■ What you need to do: Find the lines of the material below that include the string "point", then copy each one.

■ Exercise input:
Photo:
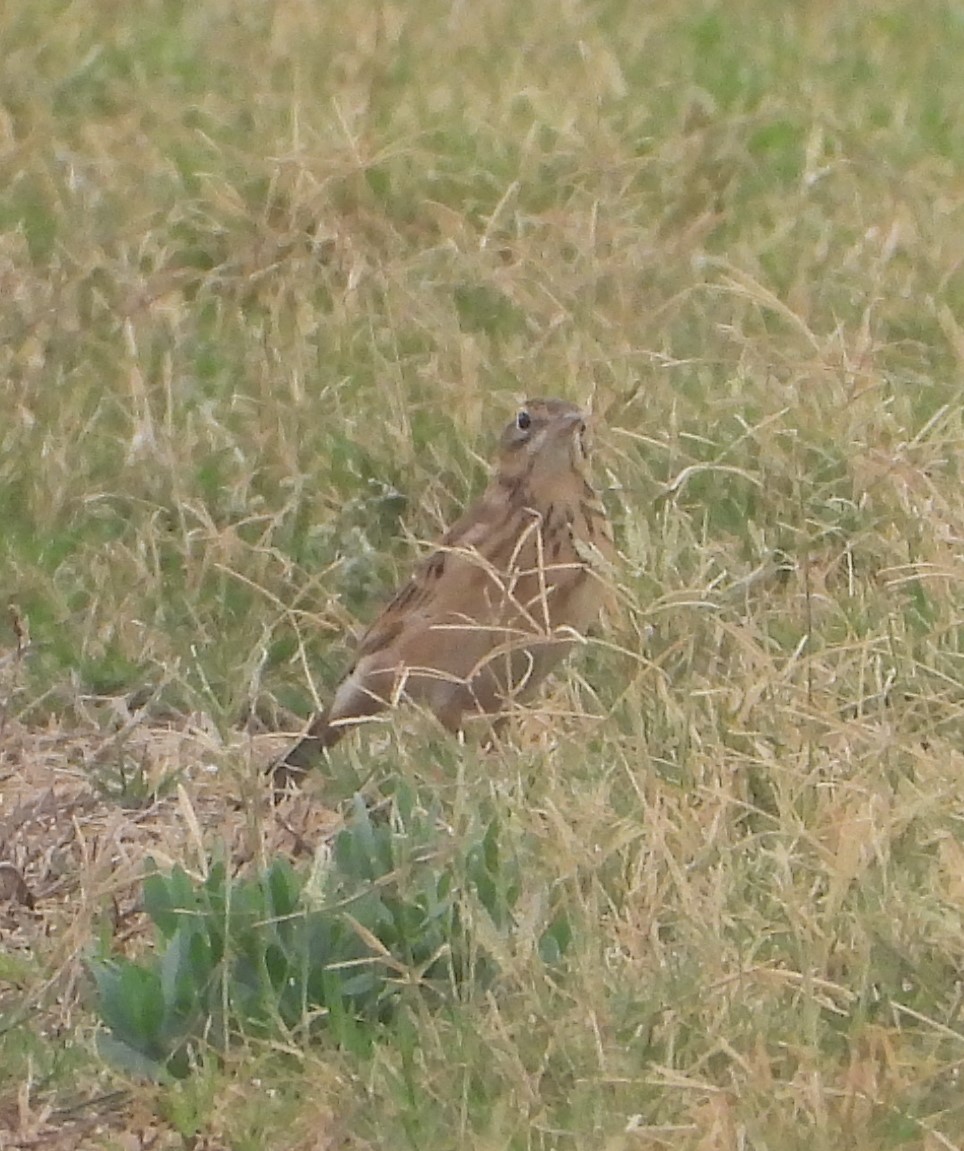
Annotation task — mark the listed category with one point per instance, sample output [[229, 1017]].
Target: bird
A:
[[505, 594]]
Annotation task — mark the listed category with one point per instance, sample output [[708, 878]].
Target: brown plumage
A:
[[502, 600]]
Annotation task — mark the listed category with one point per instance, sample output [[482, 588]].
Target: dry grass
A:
[[273, 276]]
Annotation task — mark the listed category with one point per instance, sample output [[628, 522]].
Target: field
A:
[[272, 280]]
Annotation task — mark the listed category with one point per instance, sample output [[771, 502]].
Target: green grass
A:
[[273, 279]]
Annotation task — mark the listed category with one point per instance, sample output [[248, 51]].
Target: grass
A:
[[273, 279]]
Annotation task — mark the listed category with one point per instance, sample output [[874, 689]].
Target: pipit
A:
[[504, 596]]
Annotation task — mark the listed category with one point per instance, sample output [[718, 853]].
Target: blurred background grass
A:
[[274, 276]]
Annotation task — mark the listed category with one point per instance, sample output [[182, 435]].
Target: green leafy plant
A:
[[282, 953]]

■ Task answer:
Annotation task — mark the listed category with one point per instance, sample output [[229, 1017]].
Annotation task — mark the listed category with one point per instance, sample output [[708, 878]].
Annotation task — mark the listed category with one point per instance, sample output [[482, 588]].
Annotation task — mark the listed category with one point per instance, sample output [[628, 522]].
Annotation task — mark the listed category with one point per instance, sample output [[771, 502]].
Annotation task — mark the listed category with one point per instance, sample output [[248, 51]].
Annotation task — mark the listed category with one point per instance, sample output [[874, 689]].
Annotation task — mark the listed category with one point per instance, sample output [[718, 853]].
Annotation task — mark the listed category with one point per instance, sample output [[182, 435]].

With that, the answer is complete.